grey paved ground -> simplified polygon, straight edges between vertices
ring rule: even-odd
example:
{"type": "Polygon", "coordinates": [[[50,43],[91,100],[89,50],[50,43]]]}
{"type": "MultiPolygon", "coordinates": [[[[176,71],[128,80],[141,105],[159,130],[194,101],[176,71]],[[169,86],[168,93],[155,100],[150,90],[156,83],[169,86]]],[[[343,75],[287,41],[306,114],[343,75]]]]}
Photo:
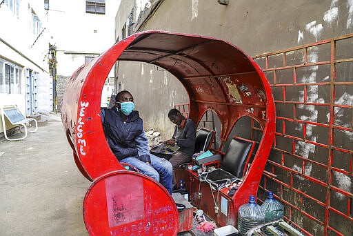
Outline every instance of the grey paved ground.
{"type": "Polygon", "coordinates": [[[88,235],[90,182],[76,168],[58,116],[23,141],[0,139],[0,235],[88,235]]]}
--
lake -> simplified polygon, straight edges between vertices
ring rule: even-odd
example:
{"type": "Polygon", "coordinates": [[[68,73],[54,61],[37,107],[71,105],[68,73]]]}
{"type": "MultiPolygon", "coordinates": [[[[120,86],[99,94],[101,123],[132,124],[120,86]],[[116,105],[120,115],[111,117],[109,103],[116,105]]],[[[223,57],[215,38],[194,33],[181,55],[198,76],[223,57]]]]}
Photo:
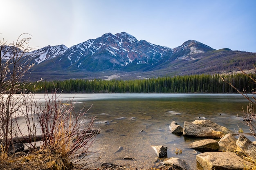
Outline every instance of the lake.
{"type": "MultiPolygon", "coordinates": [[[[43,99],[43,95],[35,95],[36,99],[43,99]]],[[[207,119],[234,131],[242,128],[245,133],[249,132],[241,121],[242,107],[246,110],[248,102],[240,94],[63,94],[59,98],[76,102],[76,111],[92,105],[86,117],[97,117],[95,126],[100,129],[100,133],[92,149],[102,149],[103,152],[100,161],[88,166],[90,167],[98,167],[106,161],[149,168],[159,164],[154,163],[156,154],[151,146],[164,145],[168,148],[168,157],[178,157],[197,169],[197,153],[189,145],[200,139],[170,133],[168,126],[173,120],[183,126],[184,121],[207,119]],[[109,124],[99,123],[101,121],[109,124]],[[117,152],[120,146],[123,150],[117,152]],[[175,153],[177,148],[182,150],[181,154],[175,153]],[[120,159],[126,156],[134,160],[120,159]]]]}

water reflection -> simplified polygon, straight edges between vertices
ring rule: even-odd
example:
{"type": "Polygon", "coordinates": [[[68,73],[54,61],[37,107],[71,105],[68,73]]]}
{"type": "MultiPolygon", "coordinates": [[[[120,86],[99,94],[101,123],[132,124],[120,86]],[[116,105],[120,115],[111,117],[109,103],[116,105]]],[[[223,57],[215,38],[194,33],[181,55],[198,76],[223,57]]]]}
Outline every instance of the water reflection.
--
GOAL OF THE EXERCISE: Render the listing as a Markdown table with the columns Row and Text, beginning at the line that contains "lake -> simplified" and stopping after the line that contains "Outline every instance of the lake.". Omit blank lines, and leave the pictures out of the answer.

RESULT OF THE EXERCISE:
| Row | Text |
|---|---|
| 1 | lake -> simplified polygon, straight edges between vertices |
| 2 | ring rule: even-odd |
| 3 | example: |
| 4 | {"type": "Polygon", "coordinates": [[[68,73],[54,61],[37,107],[71,105],[68,73]]]} |
| 5 | {"type": "MultiPolygon", "coordinates": [[[[120,86],[99,94],[101,123],[132,124],[120,86]],[[116,105],[120,115],[111,117],[109,103],[116,105]]],[[[223,57],[215,38],[194,33],[181,55],[198,76],[223,57]]]]} |
| 6 | Photo: |
| 7 | Outline every instance of the lake. |